**Task directions**
Copy the data below verbatim, line for line.

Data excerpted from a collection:
-- Start --
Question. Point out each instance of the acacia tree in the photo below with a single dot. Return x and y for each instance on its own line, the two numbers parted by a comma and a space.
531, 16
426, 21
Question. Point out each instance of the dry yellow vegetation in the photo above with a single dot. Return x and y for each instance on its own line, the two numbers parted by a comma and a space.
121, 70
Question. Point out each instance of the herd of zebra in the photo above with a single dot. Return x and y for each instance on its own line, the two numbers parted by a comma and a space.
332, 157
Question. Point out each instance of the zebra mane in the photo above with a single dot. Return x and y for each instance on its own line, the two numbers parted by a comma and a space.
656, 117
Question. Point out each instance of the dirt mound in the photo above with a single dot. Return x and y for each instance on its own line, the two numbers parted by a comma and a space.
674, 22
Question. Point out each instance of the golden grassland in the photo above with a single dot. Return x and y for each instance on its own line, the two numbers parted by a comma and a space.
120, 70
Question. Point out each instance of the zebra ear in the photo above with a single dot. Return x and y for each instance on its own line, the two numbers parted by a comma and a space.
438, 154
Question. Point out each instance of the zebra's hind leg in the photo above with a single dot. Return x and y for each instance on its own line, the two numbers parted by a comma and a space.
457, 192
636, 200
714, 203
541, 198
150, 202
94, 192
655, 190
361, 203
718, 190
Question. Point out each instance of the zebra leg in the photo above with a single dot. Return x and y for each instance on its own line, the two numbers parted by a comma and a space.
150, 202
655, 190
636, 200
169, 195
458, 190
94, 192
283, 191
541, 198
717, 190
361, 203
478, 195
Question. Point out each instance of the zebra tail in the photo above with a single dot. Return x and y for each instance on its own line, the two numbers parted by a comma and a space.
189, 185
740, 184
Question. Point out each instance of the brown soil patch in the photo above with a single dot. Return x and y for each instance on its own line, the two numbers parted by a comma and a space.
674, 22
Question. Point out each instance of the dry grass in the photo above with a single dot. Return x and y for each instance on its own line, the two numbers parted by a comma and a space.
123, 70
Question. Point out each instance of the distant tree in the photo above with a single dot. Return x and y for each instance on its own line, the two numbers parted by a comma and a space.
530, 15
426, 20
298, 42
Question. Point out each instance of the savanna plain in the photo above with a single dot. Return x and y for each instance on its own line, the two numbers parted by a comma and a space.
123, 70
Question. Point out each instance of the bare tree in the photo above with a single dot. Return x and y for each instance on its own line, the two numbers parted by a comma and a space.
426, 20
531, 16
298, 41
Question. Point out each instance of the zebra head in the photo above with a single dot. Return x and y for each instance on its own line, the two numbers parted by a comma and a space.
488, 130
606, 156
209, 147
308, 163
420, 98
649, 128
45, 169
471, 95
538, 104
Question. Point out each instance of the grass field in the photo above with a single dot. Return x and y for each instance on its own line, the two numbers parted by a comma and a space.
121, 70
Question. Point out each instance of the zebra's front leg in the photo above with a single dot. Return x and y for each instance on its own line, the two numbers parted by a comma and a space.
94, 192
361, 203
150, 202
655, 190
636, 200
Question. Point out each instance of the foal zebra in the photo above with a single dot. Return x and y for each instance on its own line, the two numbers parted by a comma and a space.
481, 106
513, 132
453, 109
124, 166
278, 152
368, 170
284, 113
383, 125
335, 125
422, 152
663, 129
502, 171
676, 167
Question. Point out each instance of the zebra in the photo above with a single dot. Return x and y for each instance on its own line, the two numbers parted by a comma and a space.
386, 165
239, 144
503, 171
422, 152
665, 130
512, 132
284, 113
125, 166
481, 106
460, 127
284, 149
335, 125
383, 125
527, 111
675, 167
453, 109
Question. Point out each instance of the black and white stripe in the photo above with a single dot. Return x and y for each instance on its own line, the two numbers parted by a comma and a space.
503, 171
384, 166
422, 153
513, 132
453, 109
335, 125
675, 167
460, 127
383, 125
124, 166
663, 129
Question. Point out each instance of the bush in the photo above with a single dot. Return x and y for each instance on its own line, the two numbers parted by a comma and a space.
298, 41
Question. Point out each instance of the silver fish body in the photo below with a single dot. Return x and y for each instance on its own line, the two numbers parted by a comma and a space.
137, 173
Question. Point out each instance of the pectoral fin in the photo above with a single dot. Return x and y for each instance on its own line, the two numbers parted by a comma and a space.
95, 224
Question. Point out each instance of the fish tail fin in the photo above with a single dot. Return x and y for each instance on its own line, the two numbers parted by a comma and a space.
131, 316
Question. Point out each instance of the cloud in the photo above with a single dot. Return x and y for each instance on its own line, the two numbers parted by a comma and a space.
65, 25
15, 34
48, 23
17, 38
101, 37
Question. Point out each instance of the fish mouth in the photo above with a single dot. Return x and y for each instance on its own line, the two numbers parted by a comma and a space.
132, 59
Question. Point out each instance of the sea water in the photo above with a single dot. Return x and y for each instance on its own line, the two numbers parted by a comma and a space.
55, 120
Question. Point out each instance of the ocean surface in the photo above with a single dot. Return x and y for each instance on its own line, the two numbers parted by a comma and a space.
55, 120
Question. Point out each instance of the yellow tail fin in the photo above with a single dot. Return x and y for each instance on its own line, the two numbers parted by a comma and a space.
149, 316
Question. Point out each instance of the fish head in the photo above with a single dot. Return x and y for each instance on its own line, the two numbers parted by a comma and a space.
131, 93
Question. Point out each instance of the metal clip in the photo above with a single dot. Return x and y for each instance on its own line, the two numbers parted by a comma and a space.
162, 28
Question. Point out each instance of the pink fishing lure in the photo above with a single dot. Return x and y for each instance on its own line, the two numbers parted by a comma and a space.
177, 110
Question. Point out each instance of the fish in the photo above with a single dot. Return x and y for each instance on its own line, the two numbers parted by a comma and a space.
-- End --
**Full answer**
Question. Point out each instance of the acacia tree in the photo below with a single dot. Return x and y for each instance on its own line, the two numbers parted by a comma and a space.
531, 16
426, 21
Question. Point out each instance of the dry yellow vegetation in the photo above with a single dot. Return x and y for each instance on its own line, the two numbers parted by a comma and a space.
121, 70
Question. Point out each instance of the herd of zebra in the photo above with a single dot. Return x and y for each instance on its own line, the two numbers parted by a comma and a space.
332, 157
Question. Point out each instance of the zebra mane in the photo above with a single dot. Return x and y for each instance on its own line, the two numbers parted by a comma and a space.
656, 117
Question. Point out each instance of the dirt mound in the photo above with a single dot. Return x and y for each instance on its own line, the two numbers parted by a comma and a space.
674, 22
Question. Point out each instance of the golden grassland in the photo above with a single dot. Return x and y for each instance on its own line, the two numbers parted by a comma and a space.
120, 70
Question. Point out each instance of the zebra ear in the photo above with a single dot. Return x and y for each instance on its own line, the two numbers parted by a comma and a space.
438, 154
Question. Point out each instance of the zebra's hind leg in the photo above with a single dot. Return x and y for each instance on its own line, the two numbers parted by a comma and a space.
457, 192
636, 200
714, 203
541, 198
150, 202
94, 192
655, 190
361, 203
718, 190
Question. Point out each instance of the zebra leg in the photo above with a single dot. Return x and y for each instance on its own line, the two numbers parted by a comma and a space.
150, 202
655, 190
636, 200
169, 195
458, 190
94, 192
283, 191
541, 198
717, 190
361, 203
478, 195
Question. Point out each instance of the zebra tail in the photo above with a single dot. Return x and y for each instance on its own line, the two numbers parted by a comma and a space.
189, 185
740, 184
Question. Point out each instance of the brown soil patch in the photo above with a single dot. Return x and y for each instance on its own line, the two numbers parted by a comma and a space.
674, 22
Question. Point out each instance of the dry grass in the photo above with a single dot. Return x and y for each instance on its own line, the two numbers parted by a comma and a space.
123, 70
Question. Point out each instance of the distant tree in the photo above with a single dot. Return x and y for each instance on its own line, the two numbers parted by a comma and a space.
530, 15
426, 20
298, 42
Question. Point out each instance of the savanna plain in the photo above with a single dot. Return x and y for each instance on its own line, the two numbers parted by a comma and a space.
123, 70
Question. Point out each instance of the bare tree in the photo above with a single dot. Return x and y for each instance on its own line, the two numbers parted by a comma and a space.
426, 20
531, 16
298, 41
Question. Point out each instance of the zebra head in the photo above with a single dot. Return x and y for each instance on its own line, the two numbers parted by a comma and a space.
488, 130
606, 156
209, 147
308, 163
420, 98
649, 128
45, 169
471, 95
538, 104
Question. Point out each instance of the grass field in the photo above with a single dot. Return x and y for each instance on its own line, the two numbers parted by a comma and a space.
121, 70
Question. Point out each instance of the zebra's front leg in the photo above with a single dot. Return x and y for each instance on its own line, the two numbers parted by a comma and a space.
94, 192
361, 203
150, 202
655, 190
636, 200
Question. Point out each instance of the foal zebra in the photo above with a single dot. Return x and y for each instance on its own line, the two numbers parted by a comma and a space.
481, 106
513, 132
453, 109
124, 166
278, 152
368, 170
284, 113
383, 125
335, 125
422, 152
663, 129
502, 171
676, 167
Question. Point out each instance of the zebra in the photo above with a single dot. Return x and y for each instance on its own line, the two numbers parted by a comma and a space.
386, 165
239, 144
503, 171
422, 152
665, 130
512, 132
284, 113
125, 166
481, 106
460, 127
284, 149
335, 125
383, 125
527, 111
675, 167
453, 109
Question. Point out each instance of the black and white stripe in the photo above with a single dot. Return x and y for each instance on its own line, the two numbers parted by a comma and a space.
503, 171
384, 166
422, 153
513, 132
453, 109
335, 125
675, 167
460, 127
383, 125
124, 166
663, 129
Question. Point out each instance of the bush in the photo above with a single dot. Return x and y for each instance on its own line, the two numbers parted by a comma and a space.
298, 41
Question. Point out each instance of the silver fish body in the photo below with a single dot. Return x and y for each instance on its own line, the two numbers parted by a comma and a space.
137, 173
Question. Point out each instance of the pectoral fin in the photo above with a single dot. Return x and y for each instance on its own line, the two numbers parted by a comma and a space.
95, 224
Question. Point out each instance of the fish tail fin in the photo above with a single dot. Return x and y for each instance on its own line, the two numbers parted by a comma and a space.
131, 316
Question. Point out each instance of the cloud in the photo above with a single dot. Return x and y for each instance on its own line, the two numbers parted by a comma and a space.
65, 25
15, 34
48, 23
17, 38
101, 37
Question. Point out each instance of the fish mouth in the photo above with a single dot. Return x and y for each instance on its own line, the two numbers parted by a comma and a space.
132, 59
Question. Point out each instance of the sea water in the photo above with a single dot. Return x and y for each instance on its own line, the two numbers parted by a comma and a space.
55, 120
Question. Point out each instance of the ocean surface in the photo above with a single dot. Return x and y for each instance on its own line, the two numbers parted by a comma and a space.
55, 120
Question. Point out each instance of the yellow tail fin in the photo above with a single dot. Return x and y for each instance on its own line, the two numbers parted by a comma and a space.
149, 316
Question. Point out each instance of the fish head in the photo above with a single dot. Return x and y for each instance on its own line, the two numbers parted by a comma and a space.
131, 93
Question. Point out each instance of the metal clip in the photo above with a single dot. Return x and y for each instance on its own line, the two numbers parted by a comma and a space.
162, 28
Question. Point out each instance of the pink fishing lure in the photo above with a single dot. Return x and y for each instance on its own line, the two numbers parted by a comma and a space.
177, 110
Question. Point out each instance of the fish in the photo above with a single dot. Return x and y for each instance on its own line, the two numbers parted by a comma and a space.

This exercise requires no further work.